**TEXT SHOWN**.
━━━━━━━━━━━━━━━━━━━━

How long will it be before the media blames Al Gore for the violence that could have cost lives in the Maryland Discovery hostage crisis? The man, one James Lee, apparently was motivated to take serious action to save the planet after having read Gore's book An Inconvenient Truth.

It would of course be silly to blame Gore for this deranged man's behavior, but what do you suppose would have been the media reaction had the unstable, intoxicated individual who recently stabbed a Muslim cab driver in New York acknowledged that he was angry with Muslims after reading a book by some conservative talk show host? I'm pretty sure that admission would be exhibit A in an indictment of how awful conservative talk radio is and how the FCC needs to rein it in.

If we were to blame Gore for inspiring this man's actions it would mean that any writer of any book on almost any topic could be held at least morally responsible for almost anything. Yet that's the logic of blaming the attack on the Muslim cabbie on opponents of the Ground Zero mosque as many have already done. It's also the logic that lay behind blaming Timothy McVeigh's Oklahoma City bombing on Rush Limbaugh's conservative opinions.

The absurdity notwithstanding, the left continues to attempt to refute its opposition, not by addressing their arguments, but by trying to convince the public that there's a nexus between those arguments and the actions of sundry lunatics and morons. It's a tactic the left only employs, however, when the people "at fault" are on the right. We can be assured that there'll be no such connections made in the case of a disciple of Al Gore.

In fact, we'll probably hear that any attempts to blame Gore are nonsensical ideological partisanship, which they are, but nonsensical ideological partisanship is a two-way street. It's funny how differently things look when people have to confront the logic of their own tactics.

━━━━━━━━━━━━━━━━━━━━

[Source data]
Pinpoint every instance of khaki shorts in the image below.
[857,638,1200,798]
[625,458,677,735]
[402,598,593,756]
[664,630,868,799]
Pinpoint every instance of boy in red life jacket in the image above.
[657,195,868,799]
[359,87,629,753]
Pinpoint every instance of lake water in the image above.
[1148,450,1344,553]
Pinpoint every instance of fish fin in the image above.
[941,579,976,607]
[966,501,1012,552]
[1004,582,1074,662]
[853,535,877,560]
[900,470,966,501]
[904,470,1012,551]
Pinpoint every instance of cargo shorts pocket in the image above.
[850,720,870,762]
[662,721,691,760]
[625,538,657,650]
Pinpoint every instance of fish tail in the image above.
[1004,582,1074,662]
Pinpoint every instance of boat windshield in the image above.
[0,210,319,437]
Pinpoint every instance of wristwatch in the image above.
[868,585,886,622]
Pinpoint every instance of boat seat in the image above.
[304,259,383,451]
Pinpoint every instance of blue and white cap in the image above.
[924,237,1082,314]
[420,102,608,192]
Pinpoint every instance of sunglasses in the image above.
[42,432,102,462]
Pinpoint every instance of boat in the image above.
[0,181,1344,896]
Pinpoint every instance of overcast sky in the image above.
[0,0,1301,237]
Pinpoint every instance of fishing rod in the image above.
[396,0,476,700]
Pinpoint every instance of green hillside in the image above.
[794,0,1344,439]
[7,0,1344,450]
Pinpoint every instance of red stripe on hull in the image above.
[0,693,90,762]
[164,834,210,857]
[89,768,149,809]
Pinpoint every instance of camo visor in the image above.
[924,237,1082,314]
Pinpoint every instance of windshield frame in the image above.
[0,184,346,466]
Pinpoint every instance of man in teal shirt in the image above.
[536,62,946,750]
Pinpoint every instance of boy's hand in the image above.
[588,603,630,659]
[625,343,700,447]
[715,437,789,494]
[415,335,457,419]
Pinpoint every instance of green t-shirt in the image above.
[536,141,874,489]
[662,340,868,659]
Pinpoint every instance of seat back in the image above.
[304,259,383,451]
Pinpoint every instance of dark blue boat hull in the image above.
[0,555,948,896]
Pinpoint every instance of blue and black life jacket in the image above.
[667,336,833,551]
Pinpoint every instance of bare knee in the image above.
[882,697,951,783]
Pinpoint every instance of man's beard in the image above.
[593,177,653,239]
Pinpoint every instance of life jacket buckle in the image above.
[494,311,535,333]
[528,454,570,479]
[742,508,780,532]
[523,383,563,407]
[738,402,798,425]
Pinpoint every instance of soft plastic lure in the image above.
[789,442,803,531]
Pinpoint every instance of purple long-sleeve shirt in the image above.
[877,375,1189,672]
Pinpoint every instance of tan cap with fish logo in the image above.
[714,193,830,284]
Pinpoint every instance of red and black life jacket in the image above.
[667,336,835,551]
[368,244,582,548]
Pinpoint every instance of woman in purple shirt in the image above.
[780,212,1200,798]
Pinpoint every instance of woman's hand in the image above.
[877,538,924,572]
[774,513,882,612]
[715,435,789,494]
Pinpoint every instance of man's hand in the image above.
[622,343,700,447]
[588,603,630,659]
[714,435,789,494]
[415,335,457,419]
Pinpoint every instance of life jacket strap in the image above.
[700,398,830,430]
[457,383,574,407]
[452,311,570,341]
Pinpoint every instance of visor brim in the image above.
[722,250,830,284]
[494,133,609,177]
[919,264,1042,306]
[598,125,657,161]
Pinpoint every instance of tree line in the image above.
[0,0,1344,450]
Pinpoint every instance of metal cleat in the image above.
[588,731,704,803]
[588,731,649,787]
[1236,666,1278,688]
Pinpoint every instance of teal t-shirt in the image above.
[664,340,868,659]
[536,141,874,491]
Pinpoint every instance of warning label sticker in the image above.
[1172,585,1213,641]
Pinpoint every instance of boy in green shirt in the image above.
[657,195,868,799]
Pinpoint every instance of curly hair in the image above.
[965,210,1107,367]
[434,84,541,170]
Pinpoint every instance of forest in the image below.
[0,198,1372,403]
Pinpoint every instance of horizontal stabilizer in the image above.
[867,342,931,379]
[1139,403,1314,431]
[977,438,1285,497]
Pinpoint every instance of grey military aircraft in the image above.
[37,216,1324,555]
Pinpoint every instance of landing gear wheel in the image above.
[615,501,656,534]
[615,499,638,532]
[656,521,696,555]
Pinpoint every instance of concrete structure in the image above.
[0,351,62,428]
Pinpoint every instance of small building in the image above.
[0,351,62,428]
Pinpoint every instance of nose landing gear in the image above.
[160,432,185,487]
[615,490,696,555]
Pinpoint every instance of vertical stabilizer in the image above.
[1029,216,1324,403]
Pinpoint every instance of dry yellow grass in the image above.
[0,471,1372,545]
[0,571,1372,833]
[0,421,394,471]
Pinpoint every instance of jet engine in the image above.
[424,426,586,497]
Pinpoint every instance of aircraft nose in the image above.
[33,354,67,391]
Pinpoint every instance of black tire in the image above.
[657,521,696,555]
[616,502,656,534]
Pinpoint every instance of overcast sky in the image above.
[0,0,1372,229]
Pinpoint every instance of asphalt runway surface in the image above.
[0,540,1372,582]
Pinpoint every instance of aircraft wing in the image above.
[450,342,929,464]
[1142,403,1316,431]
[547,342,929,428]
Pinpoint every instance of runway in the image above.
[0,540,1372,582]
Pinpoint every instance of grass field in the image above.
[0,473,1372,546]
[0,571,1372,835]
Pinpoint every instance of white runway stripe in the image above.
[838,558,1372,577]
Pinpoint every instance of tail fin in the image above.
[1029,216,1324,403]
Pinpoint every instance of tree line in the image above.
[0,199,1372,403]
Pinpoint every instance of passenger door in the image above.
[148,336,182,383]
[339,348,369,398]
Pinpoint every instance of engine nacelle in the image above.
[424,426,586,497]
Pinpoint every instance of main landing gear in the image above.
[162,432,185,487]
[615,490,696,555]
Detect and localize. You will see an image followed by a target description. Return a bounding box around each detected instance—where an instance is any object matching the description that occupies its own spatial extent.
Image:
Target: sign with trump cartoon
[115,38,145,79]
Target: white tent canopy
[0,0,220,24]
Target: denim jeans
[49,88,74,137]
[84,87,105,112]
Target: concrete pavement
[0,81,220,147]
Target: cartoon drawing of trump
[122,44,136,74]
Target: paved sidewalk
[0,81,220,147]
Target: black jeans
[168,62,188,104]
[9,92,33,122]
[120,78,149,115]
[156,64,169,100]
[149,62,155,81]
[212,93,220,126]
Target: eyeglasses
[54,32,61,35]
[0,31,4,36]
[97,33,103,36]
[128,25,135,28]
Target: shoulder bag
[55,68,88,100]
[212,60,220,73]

━━━━━━━━━━━━━━━━━━━━

**WRITTEN PROBLEM**. Rewrite the passage of the opinion piece starting at "In fact, we'll" and ending at "their own tactics.", replacing "funny" with "striking".

**THE SOLUTION**.
In fact, we'll probably hear that any attempts to blame Gore are nonsensical ideological partisanship, which they are, but nonsensical ideological partisanship is a two-way street. It's striking how differently things look when people have to confront the logic of their own tactics.